> [Text]
=-=-=
Description
Delight in this warm and savory Roasted Root Vegetables Traybake, featuring a colorful medley of sweet carrots, parsnips, and potatoes—perfect for any occasion!
Ingredients
Scale
- 4 medium carrots, peeled and cut into chunks
- 3 medium parsnips, peeled and cut into chunks
- 4 medium Yukon Gold potatoes, washed and cut into chunks
- 1 medium red onion, sliced
- 3 tablespoons extra virgin olive oil
- 2 teaspoons fresh thyme (or 1 teaspoon dried thyme)
- Salt and pepper to taste
Instructions
- Preheat your oven to 425°F (220°C).
- Wash and peel the carrots and parsnips. Cut all vegetables into even-sized chunks.
- In a large bowl, toss the chopped root vegetables with olive oil, salt, pepper, and thyme until evenly coated.
- Spread the seasoned veggies in a single layer on a large baking sheet to ensure they roast properly.
=-=-=
> [To do]
(1) Print the traybake recipe from "Ingredients" up to and including "into even-sized chunks.", word for word.
(2) Carry on the root vegetable traybake recipe from its final instruction.
=-=-=
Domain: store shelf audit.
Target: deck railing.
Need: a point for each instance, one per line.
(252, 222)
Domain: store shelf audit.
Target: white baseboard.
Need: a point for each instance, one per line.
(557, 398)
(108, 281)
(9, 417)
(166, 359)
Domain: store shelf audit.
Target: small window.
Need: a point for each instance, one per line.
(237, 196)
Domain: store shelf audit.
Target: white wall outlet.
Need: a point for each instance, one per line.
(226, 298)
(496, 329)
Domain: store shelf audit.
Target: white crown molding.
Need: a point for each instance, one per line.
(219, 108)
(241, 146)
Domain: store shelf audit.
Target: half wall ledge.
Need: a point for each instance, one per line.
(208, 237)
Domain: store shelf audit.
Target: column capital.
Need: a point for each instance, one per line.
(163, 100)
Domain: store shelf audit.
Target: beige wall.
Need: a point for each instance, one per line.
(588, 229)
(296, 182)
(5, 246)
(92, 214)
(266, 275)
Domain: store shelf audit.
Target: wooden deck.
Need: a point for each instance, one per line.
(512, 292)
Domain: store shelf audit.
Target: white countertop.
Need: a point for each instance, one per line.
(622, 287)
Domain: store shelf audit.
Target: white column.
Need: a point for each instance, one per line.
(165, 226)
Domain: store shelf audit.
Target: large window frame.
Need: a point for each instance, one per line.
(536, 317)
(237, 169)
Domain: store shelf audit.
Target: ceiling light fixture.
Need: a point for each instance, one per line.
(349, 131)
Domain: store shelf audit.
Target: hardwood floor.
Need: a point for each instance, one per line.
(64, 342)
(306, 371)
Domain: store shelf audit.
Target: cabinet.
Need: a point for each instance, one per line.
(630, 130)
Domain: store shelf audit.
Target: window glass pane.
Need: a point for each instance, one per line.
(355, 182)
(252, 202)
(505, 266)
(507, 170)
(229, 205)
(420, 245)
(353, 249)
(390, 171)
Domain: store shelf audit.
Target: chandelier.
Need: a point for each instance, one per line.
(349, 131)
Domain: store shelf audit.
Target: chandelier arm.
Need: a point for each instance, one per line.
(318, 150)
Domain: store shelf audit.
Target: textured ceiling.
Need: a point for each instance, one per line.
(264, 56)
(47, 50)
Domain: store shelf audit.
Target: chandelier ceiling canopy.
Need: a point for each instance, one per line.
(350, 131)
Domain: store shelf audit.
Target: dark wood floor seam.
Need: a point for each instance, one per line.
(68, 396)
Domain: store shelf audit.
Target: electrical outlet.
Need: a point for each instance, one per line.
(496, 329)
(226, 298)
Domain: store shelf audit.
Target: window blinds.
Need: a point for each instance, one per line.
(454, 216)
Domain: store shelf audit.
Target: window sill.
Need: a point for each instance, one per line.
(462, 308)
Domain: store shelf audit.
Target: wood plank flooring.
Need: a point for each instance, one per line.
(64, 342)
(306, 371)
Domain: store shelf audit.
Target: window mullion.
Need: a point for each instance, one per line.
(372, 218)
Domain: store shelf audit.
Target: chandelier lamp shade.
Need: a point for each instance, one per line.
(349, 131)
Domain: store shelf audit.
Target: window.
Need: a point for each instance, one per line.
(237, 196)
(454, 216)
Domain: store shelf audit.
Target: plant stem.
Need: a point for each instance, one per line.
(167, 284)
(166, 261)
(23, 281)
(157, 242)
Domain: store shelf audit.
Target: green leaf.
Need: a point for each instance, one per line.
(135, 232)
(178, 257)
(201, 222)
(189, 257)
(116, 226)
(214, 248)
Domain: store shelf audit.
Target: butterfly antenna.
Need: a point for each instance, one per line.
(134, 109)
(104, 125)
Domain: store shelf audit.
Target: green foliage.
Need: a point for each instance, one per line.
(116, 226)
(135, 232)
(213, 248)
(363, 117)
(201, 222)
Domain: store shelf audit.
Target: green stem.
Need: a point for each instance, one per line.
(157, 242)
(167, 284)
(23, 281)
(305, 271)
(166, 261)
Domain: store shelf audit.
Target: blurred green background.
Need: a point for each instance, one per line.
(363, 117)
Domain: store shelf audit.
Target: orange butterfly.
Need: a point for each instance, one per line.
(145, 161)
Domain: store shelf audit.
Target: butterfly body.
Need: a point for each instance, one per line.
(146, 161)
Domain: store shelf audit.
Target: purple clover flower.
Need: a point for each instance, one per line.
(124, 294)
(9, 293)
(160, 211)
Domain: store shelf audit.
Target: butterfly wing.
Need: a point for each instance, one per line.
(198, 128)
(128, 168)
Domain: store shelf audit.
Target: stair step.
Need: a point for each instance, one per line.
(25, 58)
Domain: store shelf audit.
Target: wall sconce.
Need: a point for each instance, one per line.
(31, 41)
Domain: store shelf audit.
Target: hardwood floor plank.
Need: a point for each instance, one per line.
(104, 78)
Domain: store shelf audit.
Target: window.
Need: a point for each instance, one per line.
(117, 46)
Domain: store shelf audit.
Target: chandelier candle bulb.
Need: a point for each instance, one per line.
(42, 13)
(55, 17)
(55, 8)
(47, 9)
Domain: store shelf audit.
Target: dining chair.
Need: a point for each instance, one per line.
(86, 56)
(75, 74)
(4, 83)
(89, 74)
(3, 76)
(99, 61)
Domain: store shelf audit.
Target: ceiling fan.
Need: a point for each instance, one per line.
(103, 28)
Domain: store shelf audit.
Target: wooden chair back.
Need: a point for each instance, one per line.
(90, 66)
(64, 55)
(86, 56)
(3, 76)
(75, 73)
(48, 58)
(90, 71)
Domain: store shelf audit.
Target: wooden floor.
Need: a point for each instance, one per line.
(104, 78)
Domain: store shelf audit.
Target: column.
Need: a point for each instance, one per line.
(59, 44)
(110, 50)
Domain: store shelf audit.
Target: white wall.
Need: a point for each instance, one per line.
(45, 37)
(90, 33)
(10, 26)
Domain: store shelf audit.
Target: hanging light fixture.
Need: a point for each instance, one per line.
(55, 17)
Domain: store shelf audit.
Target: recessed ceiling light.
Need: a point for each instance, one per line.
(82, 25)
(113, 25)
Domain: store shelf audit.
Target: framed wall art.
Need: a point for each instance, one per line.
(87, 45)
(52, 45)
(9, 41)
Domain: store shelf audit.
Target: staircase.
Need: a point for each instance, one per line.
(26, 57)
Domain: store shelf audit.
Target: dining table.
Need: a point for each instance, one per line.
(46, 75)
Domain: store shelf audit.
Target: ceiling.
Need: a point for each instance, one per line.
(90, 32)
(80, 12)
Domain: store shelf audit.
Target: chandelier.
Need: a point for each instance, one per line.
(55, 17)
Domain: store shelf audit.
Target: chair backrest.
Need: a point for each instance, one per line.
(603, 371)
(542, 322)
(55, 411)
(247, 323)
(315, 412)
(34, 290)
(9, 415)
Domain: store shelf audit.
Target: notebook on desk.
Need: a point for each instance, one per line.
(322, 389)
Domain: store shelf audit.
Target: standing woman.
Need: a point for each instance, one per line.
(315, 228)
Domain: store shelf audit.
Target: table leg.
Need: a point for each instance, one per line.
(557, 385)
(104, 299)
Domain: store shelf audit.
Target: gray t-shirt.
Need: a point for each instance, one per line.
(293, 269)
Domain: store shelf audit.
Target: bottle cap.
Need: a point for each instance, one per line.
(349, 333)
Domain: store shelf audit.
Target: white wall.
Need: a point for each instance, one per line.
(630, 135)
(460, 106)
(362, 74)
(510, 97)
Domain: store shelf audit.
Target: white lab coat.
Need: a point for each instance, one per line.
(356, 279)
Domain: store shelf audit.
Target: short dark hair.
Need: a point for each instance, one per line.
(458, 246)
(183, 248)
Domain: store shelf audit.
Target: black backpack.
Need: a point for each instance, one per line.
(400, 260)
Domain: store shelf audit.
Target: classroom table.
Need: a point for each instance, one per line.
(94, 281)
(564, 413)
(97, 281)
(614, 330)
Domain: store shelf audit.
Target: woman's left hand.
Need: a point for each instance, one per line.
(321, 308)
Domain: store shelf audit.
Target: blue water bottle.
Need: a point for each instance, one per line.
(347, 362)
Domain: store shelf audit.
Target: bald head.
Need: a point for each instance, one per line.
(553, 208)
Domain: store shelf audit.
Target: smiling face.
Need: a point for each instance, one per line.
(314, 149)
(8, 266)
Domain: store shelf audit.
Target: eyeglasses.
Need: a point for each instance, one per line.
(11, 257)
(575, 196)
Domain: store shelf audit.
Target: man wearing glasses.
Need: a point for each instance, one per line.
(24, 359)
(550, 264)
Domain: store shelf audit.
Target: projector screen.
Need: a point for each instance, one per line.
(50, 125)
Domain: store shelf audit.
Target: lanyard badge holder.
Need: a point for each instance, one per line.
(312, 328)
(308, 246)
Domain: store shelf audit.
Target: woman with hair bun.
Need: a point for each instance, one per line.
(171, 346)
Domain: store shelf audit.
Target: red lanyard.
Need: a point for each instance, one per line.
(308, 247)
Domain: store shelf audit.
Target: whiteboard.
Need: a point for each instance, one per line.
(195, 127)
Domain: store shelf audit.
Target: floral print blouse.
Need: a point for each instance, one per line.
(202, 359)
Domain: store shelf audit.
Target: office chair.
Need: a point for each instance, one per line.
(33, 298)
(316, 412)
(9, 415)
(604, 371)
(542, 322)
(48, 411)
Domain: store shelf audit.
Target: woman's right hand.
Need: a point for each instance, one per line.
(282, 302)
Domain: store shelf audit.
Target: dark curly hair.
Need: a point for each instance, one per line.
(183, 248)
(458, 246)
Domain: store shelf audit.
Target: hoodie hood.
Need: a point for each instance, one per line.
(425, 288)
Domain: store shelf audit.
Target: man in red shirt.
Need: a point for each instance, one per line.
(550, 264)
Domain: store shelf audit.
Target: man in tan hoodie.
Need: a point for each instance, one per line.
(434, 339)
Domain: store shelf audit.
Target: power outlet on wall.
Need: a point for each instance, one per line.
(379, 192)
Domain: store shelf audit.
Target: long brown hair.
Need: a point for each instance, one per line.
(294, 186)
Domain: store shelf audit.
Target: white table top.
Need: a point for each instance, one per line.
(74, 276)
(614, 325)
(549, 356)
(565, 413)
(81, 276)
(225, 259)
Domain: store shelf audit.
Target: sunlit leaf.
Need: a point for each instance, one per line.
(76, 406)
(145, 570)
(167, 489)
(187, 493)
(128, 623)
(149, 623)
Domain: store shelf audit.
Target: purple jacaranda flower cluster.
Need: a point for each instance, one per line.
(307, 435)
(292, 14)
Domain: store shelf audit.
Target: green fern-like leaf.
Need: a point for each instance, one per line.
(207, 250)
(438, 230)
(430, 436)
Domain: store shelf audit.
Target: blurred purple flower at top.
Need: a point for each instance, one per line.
=-=-=
> [Answers by task]
(1)
Ingredients
Scale
- 4 medium carrots, peeled and cut into chunks
- 3 medium parsnips, peeled and cut into chunks
- 4 medium Yukon Gold potatoes, washed and cut into chunks
- 1 medium red onion, sliced
- 3 tablespoons extra virgin olive oil
- 2 teaspoons fresh thyme (or 1 teaspoon dried thyme)
- Salt and pepper to taste
Instructions
- Preheat your oven to 425°F (220°C).
- Wash and peel the carrots and parsnips. Cut all vegetables into even-sized chunks.

(2)
- Place in the preheated oven and roast for about 30-35 minutes. Stir halfway through to promote even browning.
- Once golden brown and tender when pierced with a fork, remove from the oven. Serve immediately as a side dish or main course!
Nutrition
- Serving Size: 1 cup (150g)
- Calories: 180
- Sugar: 5g
- Sodium: 200mg
- Fat: 7g
- Saturated Fat: 1g
- Unsaturated Fat: 6g
- Trans Fat: 0g
- Carbohydrates: 29g
- Fiber: 5g
- Protein: 3g
- Cholesterol: 0mg
Keywords: Feel free to swap in seasonal veggies like sweet potatoes or beets for variety. Add spices such as paprika or cumin for an extra flavor boost.